───── Passage shown

Category: Labs

Build a Times Table

Students are tasked to build a times table in just two steps. They have to learn to use absolute as well as relative addressing to do, and the Lab takes them through using them. We encourage students to work with just a row or a column rather than with the table as a whole because doing so makes it easier to see what is wrong or what does not follow the pattern. We believe students should learn to struggle to solve problems and that persistence, patience, and grit are important for all of us to have. We therefore do not want to tell students how to do something but rather to let them explore and try and keep at it until they get it. Spreadsheets with their openness and feedback provide a great opportunity for doing this in Labs like this. It is one of our favorites.

Gas Money

If you commute to work or school, you understand how expensive driving can be. Choose a car in this interactive spreadsheet as it breaks down the cost of driving, using MPG, distance traveled, and cost of gas.

──────────
───── Extracted records

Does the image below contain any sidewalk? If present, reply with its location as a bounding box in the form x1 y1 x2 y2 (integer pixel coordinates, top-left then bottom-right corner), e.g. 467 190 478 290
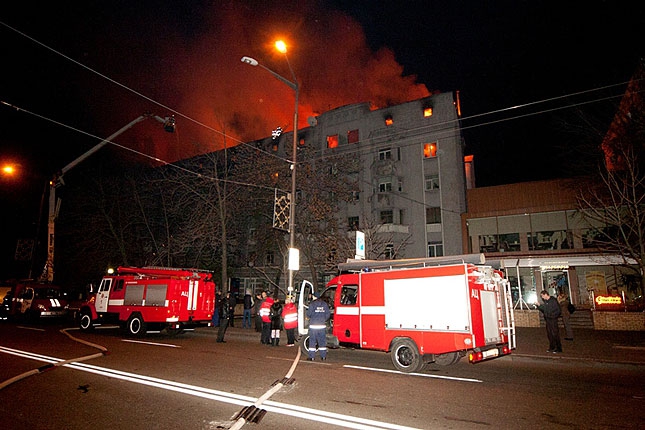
511 327 645 364
199 328 645 365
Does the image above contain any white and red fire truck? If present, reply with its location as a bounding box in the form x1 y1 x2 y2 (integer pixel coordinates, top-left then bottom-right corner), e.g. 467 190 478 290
298 254 515 372
79 267 215 336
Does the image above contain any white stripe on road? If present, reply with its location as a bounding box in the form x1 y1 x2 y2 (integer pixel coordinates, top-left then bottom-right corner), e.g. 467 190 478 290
0 346 415 430
343 364 484 382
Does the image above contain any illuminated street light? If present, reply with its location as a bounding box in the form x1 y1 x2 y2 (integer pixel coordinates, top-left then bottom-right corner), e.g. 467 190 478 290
242 40 300 292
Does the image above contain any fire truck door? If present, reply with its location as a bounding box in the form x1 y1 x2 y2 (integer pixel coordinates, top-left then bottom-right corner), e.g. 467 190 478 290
333 285 360 344
94 279 112 312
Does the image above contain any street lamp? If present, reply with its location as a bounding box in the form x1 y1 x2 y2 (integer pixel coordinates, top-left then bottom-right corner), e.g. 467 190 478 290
242 41 299 294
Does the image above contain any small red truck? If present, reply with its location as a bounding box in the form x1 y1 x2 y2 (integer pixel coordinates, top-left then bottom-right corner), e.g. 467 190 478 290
298 254 515 372
78 267 215 336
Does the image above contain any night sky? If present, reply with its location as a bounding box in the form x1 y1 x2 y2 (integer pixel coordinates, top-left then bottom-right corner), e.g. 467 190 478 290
0 0 645 279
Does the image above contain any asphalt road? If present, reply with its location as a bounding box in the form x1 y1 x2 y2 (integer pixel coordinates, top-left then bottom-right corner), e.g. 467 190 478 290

──────────

Task instructions:
• A. Answer these questions about the Labs page:
(i) In how many steps are students asked to build a times table?
(ii) Which two kinds of addressing must students learn to use for the times table?
(iii) What three things does the Gas Money spreadsheet use to break down the cost of driving?
• B. Duplicate the section of the Labs page starting with "Students are tasked" and going on through "of our favorites.".

Answers by task:
• A.
(i) Two steps.
(ii) Absolute and relative addressing.
(iii) MPG, distance traveled, and cost of gas.

• B.
Students are tasked to build a times table in just two steps. They have to learn to use absolute as well as relative addressing to do, and the Lab takes them through using them. We encourage students to work with just a row or a column rather than with the table as a whole because doing so makes it easier to see what is wrong or what does not follow the pattern. We believe students should learn to struggle to solve problems and that persistence, patience, and grit are important for all of us to have. We therefore do not want to tell students how to do something but rather to let them explore and try and keep at it until they get it. Spreadsheets with their openness and feedback provide a great opportunity for doing this in Labs like this. It is one of our favorites.